## START DATASET ROWS

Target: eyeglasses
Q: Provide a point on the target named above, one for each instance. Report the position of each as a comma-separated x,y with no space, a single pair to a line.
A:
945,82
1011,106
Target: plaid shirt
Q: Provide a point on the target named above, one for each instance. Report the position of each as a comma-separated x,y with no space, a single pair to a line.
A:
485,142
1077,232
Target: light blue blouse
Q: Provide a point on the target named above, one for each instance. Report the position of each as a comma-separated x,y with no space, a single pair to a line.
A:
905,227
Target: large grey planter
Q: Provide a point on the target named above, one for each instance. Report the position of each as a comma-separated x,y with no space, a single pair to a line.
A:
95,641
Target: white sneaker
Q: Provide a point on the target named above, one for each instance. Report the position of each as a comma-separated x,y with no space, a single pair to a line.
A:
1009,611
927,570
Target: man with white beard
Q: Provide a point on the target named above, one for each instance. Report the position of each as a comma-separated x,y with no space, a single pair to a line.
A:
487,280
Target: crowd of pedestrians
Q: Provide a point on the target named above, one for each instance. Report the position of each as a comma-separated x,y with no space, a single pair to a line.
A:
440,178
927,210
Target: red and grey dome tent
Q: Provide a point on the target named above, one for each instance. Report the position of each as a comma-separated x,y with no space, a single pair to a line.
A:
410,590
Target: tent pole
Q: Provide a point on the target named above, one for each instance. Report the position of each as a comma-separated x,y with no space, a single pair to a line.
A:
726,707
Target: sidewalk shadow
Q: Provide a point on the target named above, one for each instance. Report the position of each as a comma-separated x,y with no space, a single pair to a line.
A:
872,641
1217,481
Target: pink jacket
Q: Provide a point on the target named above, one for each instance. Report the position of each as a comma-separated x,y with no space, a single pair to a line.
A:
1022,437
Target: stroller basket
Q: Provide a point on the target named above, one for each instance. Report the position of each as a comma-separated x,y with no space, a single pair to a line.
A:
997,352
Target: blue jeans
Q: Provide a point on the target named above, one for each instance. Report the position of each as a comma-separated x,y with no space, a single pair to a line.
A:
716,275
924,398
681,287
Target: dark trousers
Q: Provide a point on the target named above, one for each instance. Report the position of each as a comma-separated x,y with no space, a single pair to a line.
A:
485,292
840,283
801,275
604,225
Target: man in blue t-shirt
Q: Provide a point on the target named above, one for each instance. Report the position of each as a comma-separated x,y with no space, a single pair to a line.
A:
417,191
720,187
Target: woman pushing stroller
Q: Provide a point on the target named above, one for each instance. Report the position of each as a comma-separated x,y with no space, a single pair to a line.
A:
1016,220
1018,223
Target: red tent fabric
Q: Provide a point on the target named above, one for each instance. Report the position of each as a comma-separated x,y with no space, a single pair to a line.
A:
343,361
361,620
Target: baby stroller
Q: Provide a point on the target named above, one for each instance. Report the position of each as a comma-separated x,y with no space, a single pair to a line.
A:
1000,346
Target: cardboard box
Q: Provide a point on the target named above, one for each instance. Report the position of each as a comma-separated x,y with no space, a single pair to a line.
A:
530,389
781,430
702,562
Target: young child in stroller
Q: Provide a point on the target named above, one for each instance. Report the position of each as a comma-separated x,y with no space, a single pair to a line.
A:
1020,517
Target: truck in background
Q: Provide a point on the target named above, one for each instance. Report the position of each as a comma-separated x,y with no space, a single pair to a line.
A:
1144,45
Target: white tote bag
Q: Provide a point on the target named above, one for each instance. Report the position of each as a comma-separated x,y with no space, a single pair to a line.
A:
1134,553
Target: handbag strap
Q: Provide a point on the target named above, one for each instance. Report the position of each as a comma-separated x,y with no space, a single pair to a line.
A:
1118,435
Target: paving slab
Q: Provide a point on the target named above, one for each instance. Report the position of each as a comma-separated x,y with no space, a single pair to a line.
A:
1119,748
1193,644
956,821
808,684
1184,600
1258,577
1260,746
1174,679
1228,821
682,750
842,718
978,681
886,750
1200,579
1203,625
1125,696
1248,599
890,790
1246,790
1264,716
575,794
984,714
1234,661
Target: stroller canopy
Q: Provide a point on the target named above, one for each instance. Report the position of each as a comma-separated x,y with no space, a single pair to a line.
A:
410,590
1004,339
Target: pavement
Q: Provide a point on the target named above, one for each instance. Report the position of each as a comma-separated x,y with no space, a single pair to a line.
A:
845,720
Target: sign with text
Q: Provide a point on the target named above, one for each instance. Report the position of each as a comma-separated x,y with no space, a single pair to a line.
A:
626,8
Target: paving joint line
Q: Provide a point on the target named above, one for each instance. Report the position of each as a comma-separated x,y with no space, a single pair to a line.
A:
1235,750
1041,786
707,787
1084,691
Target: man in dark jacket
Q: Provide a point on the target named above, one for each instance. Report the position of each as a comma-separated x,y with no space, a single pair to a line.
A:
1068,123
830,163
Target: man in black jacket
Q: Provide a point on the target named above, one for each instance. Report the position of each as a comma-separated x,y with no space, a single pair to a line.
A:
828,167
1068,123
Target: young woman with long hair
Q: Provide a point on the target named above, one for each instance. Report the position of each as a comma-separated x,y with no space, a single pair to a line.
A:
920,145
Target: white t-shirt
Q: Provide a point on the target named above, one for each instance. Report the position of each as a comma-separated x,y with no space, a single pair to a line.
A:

## END DATASET ROWS

§ SET EXERCISE
Write out every line from the records above, word for word.

§ RESPONSE FOR THIS EXERCISE
Target: eyeglasses
Q: Provide a point on the target named above, one for each instance. Report the position of each as a comma-separated x,y with no space, a single pair to a line.
A:
945,82
1011,106
Target: plaid shirt
Q: Provide a point on the target named above, one for each instance. Report the position of each as a comma-separated x,y with no space, a single pair to a line.
A:
485,142
1077,232
Target: light blue blouse
Q: Provide a point on the target named above, one for each instance. Report the position of each as a comma-separated x,y with no space, a single pair to a line.
A:
905,227
Target: large grey planter
Q: Provide a point on the target named above, one for each instance. Report the position of each as a comma-separated x,y with no space, a single pair to a line.
A:
95,641
Target: white sneaker
Q: Provide a point on the target named above, one for each instance. Report the position of each as a comma-separated x,y with no space, a single pair to a line.
A:
1009,611
927,570
Target: man with white beard
Q: Provide a point on the target named above, one for each instance. Report the position of each as a comma-separated x,y with no space, a single pair to a line.
A:
487,280
Target: crowd of pedestrians
Q: Provide a point on the target named above, one for each instance. Report the position of each as a comma-separated x,y with no space, a single pair to a line.
A:
440,178
927,210
Target: red and grey dome tent
Q: Provide a point on the target named above, one for each instance. Report the position of each as a comma-separated x,y with no space, a single pair to a line.
A:
410,590
Target: tent pole
Q: Provide a point on the target named above, one for each instance. Report the position of each as a comma-separated x,y with no space, a single pair to a line.
A:
726,707
Target: sidewalk shadow
Q: Provide a point on the target named above, one for each instance. Report the position of each as a comma-separated x,y with no space, a single pair to a line.
A:
872,641
1217,481
Target: pink jacket
Q: Provide a point on the target named above, one for each instance. Report the position of each as a comma-separated x,y with no space, a single pair to a line.
A:
1022,437
Target: stroller basket
Q: Provide a point on the target named above, one for each instance. Report the position of each as a comma-separated x,y with no space, a single pair to a line.
A:
997,352
Target: blue jeans
Q: Provide a point on the target named above, one for each instance. Report the position of each as a comma-separated x,y with no space, a single pair to a line.
A:
716,275
924,398
681,287
Target: dark trousers
Q: Provide a point on the target named above, one for each instance. Report the position of each as a comma-separated x,y with no space, a single pair to a line.
A:
485,292
840,283
801,275
604,225
Target: man in blue t-shirt
Q: Provide a point on the target named above, one for each instance. Report the position of each as a comma-separated x,y with no space, a single pair to a line.
A:
417,191
720,187
Target: woman pushing stroller
Q: Provide a point on the target named above, one for each instance. Report the position of each as a comma-separated x,y with no space, a single pair to a line.
A:
1016,220
1018,223
Target: red tent fabric
Q: Provide a point on the target named above, one for each instance. Report the position of each as a comma-separated x,y with no space, a single pair to a line.
A:
343,361
361,620
Target: baby stroller
Q: Provide a point on the target named above, one for each instance. Report the position of each as a comma-separated x,y with no space, a single pair to a line.
A:
1000,346
Target: cardboard box
Q: Provide a point on the target named above, one for each instance. Report the position of each as a comma-separated x,y with no space, a single pair to a line.
A:
530,389
781,430
702,562
Target: young child in stroller
Q: Provide a point on the target named above, one for each instance. Report the position of each as a comma-separated x,y with no space, a single pair to a line.
A:
1020,517
Target: truck in background
Q: Provide a point on the target named above, one for each instance. Report the position of each as a comma-separated x,y with no space, a single pair to a line.
A:
1144,45
Target: white tote bag
Q: Provide a point on the target named above, one for each instance. Report the position of each as a comma-separated x,y with no space, a single pair to a line.
A:
1134,553
Target: handbag strap
Q: Provide a point on the target named above, one for each instance. Report the position of each as a comma-separated x,y with no space, a single pair to a line.
A:
1118,435
Target: paving slab
Q: Provide a point on the target named above, one for each instance. Report the position of each as a comma-separated x,y with no space, a single pair to a line.
A:
1119,748
1193,644
956,821
808,684
1184,600
1258,577
1260,746
1174,679
1228,821
682,750
842,718
978,681
886,750
1200,579
1203,625
1125,696
1248,599
890,790
1246,790
1264,716
575,794
984,714
1234,661
Target: stroller canopy
Q: Provide a point on the target named above, one for each instance. Report the position of each as a comma-separated x,y with no space, a single pair to a line.
A:
410,590
1004,339
Target: pavement
Q: Provide a point on the target named above, one for each instance. Report the position of each as a comma-separated x,y with no space, a single pair to a line.
A:
845,720
Target: sign with text
Q: Provide a point on the target named above, one for each instance. Report the position of each as a comma-separated x,y with no space, a single pair to a line.
A:
626,8
Target: paving joint line
Q: Provide a point on the target named above, one for each instance. Report the position of each as a comma-separated x,y with no space, a single pair to a line.
A:
1235,750
1041,786
707,787
1084,691
Target: man in dark jacket
Q: Provide a point on the target named above, one for each instance. Report the position of each as a comma-separated x,y with no space, a single pair to a line.
A:
1068,123
830,163
Target: man in black jacket
Q: Provide a point on the target named above, one for each instance. Report the position of each as a comma-separated x,y with no space, a single pair to a line.
A:
828,167
1068,123
Target: young woman with long hair
Q: Provide a point on the target named above, one for each instance. Report the position of each as a comma-separated x,y with no space, a single pair to a line.
A:
920,145
Target: white t-shirt
Q: Provide a point on the target named above, one for each instance. Report the position of each as a comma-separated x,y with no space, a single pair to a line.
A:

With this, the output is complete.